[Opening Exercise passage section]

1. Maine Coons like food. Anything that likes food can be trained to do just about anything.
  2. Training empowers your Maine Coon. When your cat learns what it needs to do to get a reward, it will try to get that reward every chance it gets. Training not only teaches your cat an effective way of communicating with you, it also mutually strengthens the bond you have with your cat.
  3. Cats love routine. When you start a new behavior with a cat, it will catch on. You have to be patient and predictable. It’s easy for a cat to get used to something when it happens exactly the same way every time.
  4. Cats aren’t capable of acting out of spite. I KNOW that cats can seem like spiteful little monsters sometimes, but spite requires a higher brain function that cats actually don’t have.
  5. Yelling is bad. Yelling is scary and all it does is make your cat uneasy and afraid, which is not the goal when you’re trying to change a behavior.
  6. Getting mad is ineffective. It’s not that your cat doesn’t care that you’re mad, it’s that your cat doesn’t understand why you’re mad. It doesn’t have the slightest idea why you would become angry after it pushes your grandmother’s vase off the counter, except that maybe it made a loud noise. But your cat didn’t make the noise, the vase made the noise, so why are you mad at the cat? To your cat, it was a cool trick. If you haven’t noticed, cats are pretty obsessed with using gravity to influence the locations of objects. They really don’t understand that the end result was absolutely caused by them. Sure, your cat started it, but then it was all the vase. And what’s the big deal anyway? The noise only lasted for a couple of seconds.

Cat training bible


You have to view begging from a “rewards” standpoint. Food is a reward. Your cat knows it will get a reward if it meows at you while you’re eating. If you stop rewarding your cat when it begs, it will stop begging. It’s going to take time for your cat to learn that begging no longer causes food to appear, so be patient. The more predictable you are, the faster your cat will catch on. Follow these guidelines to help:

  1. Feed cat food only. Don’t feed your cats human foods. Cat food has all the nutrients they need, and it’s healthier.

[Closing Exercise passage section]
[Opening Records supplied section]

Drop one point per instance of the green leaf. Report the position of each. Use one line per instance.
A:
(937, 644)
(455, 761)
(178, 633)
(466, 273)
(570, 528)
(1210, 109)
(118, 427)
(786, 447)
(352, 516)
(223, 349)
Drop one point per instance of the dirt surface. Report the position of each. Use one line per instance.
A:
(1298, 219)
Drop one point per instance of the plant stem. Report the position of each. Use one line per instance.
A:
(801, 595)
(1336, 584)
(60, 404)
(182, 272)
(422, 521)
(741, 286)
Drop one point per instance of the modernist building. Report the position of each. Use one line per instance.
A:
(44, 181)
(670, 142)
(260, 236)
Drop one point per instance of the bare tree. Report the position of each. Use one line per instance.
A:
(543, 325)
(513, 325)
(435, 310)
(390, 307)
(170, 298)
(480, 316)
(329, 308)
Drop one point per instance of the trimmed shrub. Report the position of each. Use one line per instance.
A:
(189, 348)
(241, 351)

[Closing Records supplied section]

_Tasks_
(A) Answer these questions from the cat-training text:
(i) What does spite require that cats lack?
(ii) What does yelling make a cat feel?
(iii) What should a cat be fed, according to the first guideline on begging?
(B) Copy the cat-training text from "1. Maine Coons" to "with your cat.", swapping "bond" for "connection".
(C) Write what comes next in the cat-training text, starting after its last sentence.
These rows were taken from a separate source.

_Expected responses_
(A)
(i) A higher brain function.
(ii) Uneasy and afraid.
(iii) Cat food only.

(B)
1. Maine Coons like food. Anything that likes food can be trained to do just about anything.
  2. Training empowers your Maine Coon. When your cat learns what it needs to do to get a reward, it will try to get that reward every chance it gets. Training not only teaches your cat an effective way of communicating with you, it also mutually strengthens the connection you have with your cat.

(C)
  2. Create a special feeding area. Ideally, this will be physically separated from human food prep and eating areas, such as the laundry room or a special corner of the kitchen. Avoid using the kitchen counter or table to prepare cat food.
  3. Distinguish feeding times. Separate their feeding time from your food prep and eating times.
  4. Establish a routine. Feed your cat at exactly the same time every day. Your cat will learn to expect food at this time. If your schedule is irregular, get an automated feeder.
  5. Practice patient firmness. Don’t allow your cat to sniff or come near your plate. If your cat tries to butt in while you’re eating, hold your hand up in front of the cat’s face as a physical block and say, “No”. Don’t yell or get mad, just be firm and consistent.
  6. Treats are special. Only give treats after interacting with your cat, such as during or after a play or training session, or when your cat exhibits a behavior that you like.
  7. Permanent change. These feeding parameters aren’t temporary – they’re forever. If you switch back to the old ways of lax feeding times, sharing food and giving in to begging, your cat won’t learn to stop begging.